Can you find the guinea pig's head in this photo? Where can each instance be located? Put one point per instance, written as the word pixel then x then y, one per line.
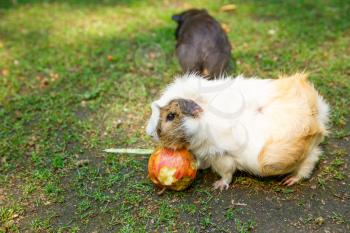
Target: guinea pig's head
pixel 180 18
pixel 167 123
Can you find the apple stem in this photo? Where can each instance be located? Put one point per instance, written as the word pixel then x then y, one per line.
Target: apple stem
pixel 161 191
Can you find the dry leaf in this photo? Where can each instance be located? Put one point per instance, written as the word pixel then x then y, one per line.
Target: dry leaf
pixel 229 7
pixel 225 27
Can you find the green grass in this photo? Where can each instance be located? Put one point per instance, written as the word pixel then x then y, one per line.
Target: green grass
pixel 77 77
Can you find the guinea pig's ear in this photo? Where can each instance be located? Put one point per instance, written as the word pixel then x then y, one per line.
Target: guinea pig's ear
pixel 189 107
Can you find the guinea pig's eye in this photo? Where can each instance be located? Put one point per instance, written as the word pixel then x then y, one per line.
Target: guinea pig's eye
pixel 170 116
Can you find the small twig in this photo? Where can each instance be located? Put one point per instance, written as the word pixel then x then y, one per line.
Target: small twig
pixel 238 203
pixel 129 151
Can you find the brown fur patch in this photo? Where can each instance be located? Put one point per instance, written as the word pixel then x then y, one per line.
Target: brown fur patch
pixel 290 145
pixel 171 133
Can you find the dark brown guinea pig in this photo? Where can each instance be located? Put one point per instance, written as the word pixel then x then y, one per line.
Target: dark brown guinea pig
pixel 202 45
pixel 170 125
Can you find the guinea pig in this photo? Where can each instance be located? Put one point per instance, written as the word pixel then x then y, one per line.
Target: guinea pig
pixel 202 45
pixel 266 127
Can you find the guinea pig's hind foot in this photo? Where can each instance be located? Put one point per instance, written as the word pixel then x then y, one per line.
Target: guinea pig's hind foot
pixel 291 180
pixel 221 184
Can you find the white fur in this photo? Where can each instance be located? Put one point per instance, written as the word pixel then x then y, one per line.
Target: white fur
pixel 231 124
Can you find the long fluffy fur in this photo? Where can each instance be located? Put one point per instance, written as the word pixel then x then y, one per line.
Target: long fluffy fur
pixel 262 126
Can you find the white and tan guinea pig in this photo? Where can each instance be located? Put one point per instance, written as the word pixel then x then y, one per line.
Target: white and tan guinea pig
pixel 262 126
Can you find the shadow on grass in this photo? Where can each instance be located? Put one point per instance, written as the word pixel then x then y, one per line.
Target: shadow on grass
pixel 306 21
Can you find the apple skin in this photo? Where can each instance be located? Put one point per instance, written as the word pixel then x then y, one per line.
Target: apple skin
pixel 172 169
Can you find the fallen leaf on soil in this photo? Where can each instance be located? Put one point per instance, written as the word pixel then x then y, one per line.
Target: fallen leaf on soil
pixel 229 7
pixel 82 162
pixel 319 221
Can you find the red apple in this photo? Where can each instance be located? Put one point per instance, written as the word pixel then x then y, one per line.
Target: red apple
pixel 173 169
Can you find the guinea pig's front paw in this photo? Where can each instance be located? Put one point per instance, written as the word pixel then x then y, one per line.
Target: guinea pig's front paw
pixel 221 184
pixel 291 180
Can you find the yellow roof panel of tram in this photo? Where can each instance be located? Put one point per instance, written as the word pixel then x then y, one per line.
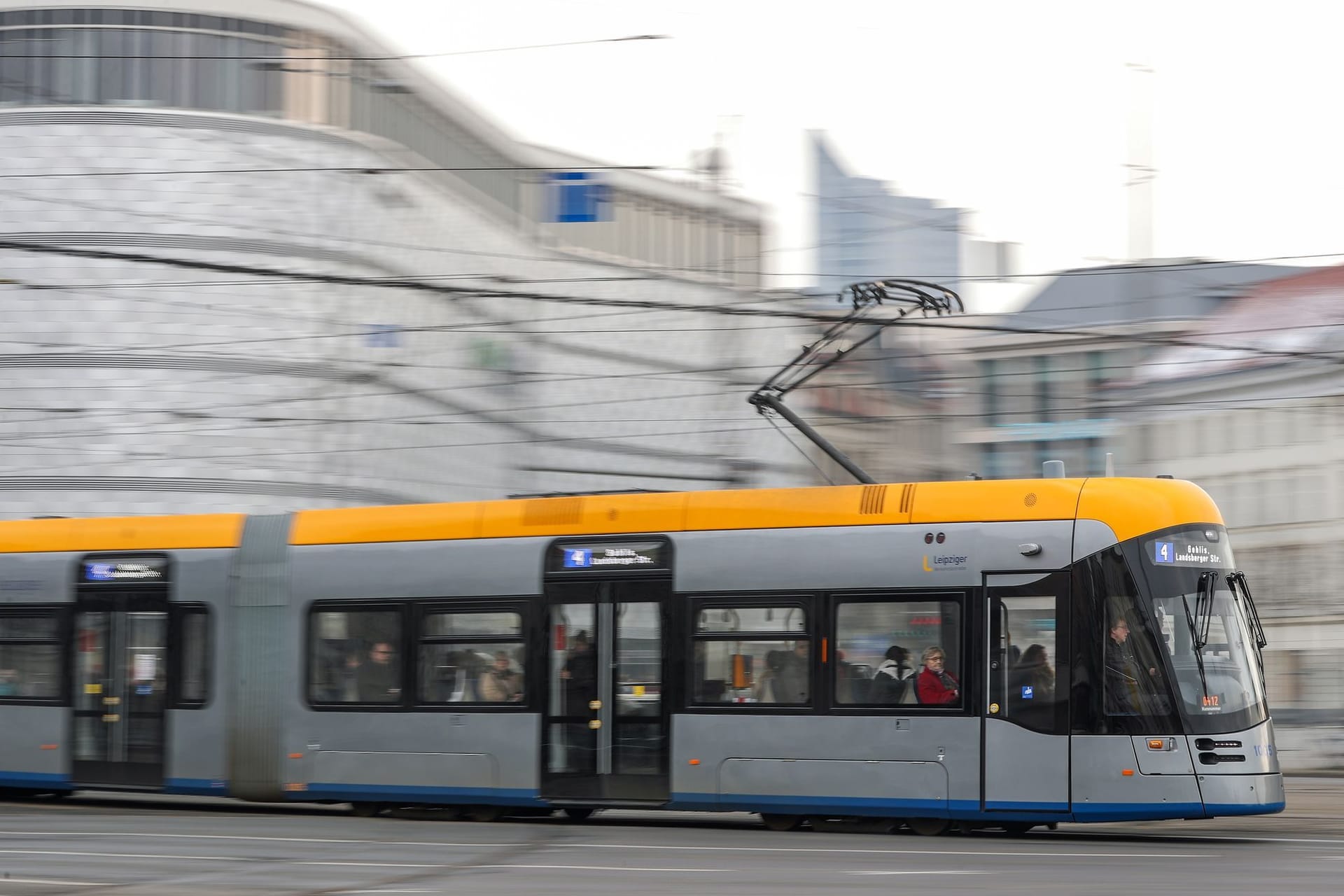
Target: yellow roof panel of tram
pixel 122 533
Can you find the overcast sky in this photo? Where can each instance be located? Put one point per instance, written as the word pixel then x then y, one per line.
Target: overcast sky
pixel 1018 112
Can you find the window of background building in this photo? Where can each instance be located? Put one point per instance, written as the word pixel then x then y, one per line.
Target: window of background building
pixel 30 656
pixel 879 648
pixel 355 657
pixel 472 656
pixel 752 654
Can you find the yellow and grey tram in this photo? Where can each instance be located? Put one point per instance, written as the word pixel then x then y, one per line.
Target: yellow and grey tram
pixel 986 653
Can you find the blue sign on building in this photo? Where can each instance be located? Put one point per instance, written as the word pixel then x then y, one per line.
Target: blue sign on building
pixel 578 558
pixel 580 197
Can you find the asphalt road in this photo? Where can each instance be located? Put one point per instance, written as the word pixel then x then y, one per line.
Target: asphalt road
pixel 175 846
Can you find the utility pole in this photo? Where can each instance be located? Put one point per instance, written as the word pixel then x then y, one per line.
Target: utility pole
pixel 1139 164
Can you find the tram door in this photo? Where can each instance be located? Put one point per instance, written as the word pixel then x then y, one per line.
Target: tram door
pixel 120 673
pixel 606 722
pixel 1026 711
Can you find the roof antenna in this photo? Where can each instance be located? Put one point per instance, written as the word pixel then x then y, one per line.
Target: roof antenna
pixel 906 295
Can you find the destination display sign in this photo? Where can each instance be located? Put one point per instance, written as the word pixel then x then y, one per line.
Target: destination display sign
pixel 1190 550
pixel 122 570
pixel 608 556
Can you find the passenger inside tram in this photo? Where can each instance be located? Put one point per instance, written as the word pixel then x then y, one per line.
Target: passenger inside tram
pixel 936 685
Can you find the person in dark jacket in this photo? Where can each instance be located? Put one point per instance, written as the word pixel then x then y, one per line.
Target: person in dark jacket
pixel 934 685
pixel 891 680
pixel 580 675
pixel 378 679
pixel 792 680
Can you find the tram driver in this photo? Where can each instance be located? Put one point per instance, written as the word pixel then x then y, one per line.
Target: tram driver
pixel 1129 684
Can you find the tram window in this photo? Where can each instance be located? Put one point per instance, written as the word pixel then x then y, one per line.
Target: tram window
pixel 194 657
pixel 1117 681
pixel 30 657
pixel 355 657
pixel 752 654
pixel 881 648
pixel 472 657
pixel 724 620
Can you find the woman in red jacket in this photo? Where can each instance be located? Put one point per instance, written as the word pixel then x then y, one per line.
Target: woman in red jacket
pixel 936 687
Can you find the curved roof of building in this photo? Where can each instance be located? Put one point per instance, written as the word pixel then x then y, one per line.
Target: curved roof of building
pixel 366 43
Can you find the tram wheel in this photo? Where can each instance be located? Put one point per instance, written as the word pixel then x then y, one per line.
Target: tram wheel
pixel 781 822
pixel 486 813
pixel 368 811
pixel 929 827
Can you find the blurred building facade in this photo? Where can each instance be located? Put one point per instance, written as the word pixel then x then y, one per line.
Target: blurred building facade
pixel 889 407
pixel 867 232
pixel 1222 374
pixel 1043 390
pixel 1252 409
pixel 277 136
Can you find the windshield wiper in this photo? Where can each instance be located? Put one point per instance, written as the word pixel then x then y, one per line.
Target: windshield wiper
pixel 1190 621
pixel 1203 610
pixel 1236 580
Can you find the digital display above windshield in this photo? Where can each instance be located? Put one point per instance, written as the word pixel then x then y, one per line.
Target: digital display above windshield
pixel 1198 548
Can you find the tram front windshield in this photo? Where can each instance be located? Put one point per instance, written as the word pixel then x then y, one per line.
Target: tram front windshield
pixel 1219 685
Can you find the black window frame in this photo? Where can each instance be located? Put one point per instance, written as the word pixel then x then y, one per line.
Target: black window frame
pixel 178 615
pixel 965 662
pixel 61 615
pixel 524 638
pixel 806 601
pixel 403 644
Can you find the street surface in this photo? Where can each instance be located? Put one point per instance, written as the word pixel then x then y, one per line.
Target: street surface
pixel 175 846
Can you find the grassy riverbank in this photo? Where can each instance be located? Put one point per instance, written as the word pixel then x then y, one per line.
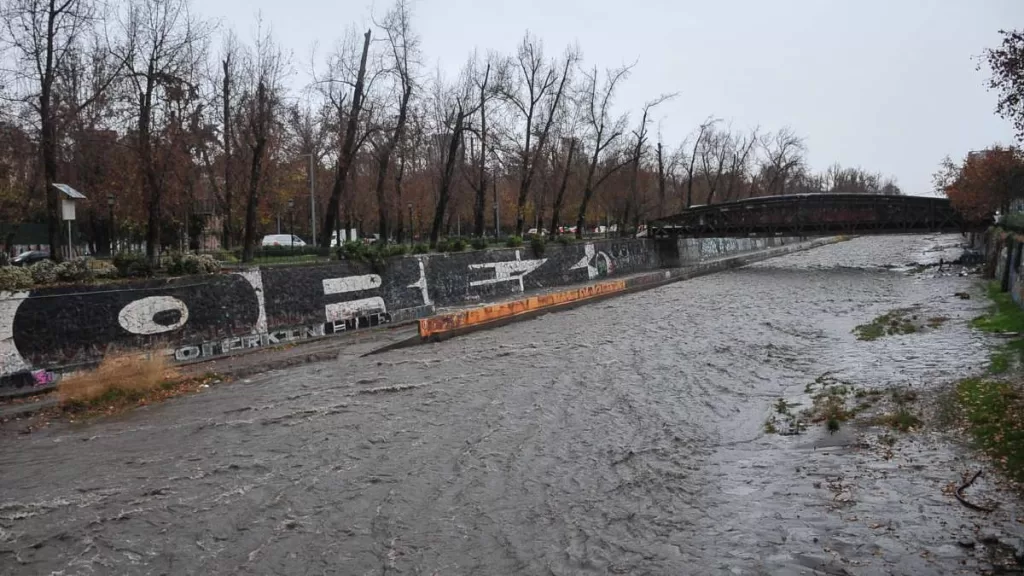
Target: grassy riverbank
pixel 993 405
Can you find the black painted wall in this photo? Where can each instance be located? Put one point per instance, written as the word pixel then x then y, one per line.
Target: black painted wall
pixel 64 326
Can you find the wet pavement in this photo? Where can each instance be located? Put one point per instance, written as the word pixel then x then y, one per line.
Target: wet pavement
pixel 621 438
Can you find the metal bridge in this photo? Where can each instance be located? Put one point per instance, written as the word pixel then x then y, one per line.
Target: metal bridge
pixel 817 214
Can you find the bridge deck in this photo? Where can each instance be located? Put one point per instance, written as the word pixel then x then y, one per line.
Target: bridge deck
pixel 817 214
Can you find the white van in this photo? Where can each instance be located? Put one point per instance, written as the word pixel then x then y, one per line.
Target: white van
pixel 283 240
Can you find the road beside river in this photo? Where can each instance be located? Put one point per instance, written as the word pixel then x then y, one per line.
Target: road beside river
pixel 627 437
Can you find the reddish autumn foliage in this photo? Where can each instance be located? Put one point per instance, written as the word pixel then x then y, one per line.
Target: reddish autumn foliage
pixel 987 181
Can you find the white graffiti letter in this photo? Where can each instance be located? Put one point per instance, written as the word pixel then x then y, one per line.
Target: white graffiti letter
pixel 10 359
pixel 138 317
pixel 592 255
pixel 510 271
pixel 352 309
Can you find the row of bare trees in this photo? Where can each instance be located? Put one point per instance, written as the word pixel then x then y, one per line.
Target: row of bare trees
pixel 193 130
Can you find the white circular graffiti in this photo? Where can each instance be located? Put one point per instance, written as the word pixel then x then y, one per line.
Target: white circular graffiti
pixel 139 317
pixel 603 263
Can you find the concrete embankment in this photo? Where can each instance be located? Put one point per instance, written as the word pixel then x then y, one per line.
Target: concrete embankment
pixel 49 331
pixel 452 324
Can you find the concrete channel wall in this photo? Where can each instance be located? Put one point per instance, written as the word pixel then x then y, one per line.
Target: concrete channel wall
pixel 46 331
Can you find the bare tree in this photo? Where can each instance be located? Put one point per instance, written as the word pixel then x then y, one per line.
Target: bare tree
pixel 715 150
pixel 702 129
pixel 350 140
pixel 261 107
pixel 783 154
pixel 42 36
pixel 163 55
pixel 479 140
pixel 453 107
pixel 535 89
pixel 230 49
pixel 604 131
pixel 636 158
pixel 738 163
pixel 568 130
pixel 662 189
pixel 402 51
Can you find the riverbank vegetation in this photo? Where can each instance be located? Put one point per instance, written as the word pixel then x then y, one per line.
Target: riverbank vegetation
pixel 122 382
pixel 182 134
pixel 992 406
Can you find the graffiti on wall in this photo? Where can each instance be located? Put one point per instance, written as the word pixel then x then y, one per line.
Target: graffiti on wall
pixel 196 319
pixel 10 359
pixel 596 262
pixel 509 271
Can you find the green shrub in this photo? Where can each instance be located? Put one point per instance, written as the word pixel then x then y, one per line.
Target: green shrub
pixel 44 272
pixel 538 246
pixel 13 278
pixel 179 263
pixel 132 264
pixel 389 250
pixel 224 256
pixel 74 271
pixel 353 250
pixel 107 270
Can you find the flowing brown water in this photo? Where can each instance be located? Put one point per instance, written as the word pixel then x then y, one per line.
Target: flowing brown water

··········

### Problem
Search the data above for the string "water" and report each line that holds it.

### Your solution
Can you find the flowing brown water in this photo? Where can each instance be located? Put one point per instance, written as the word pixel then x then y, one per line.
Target: flowing brown water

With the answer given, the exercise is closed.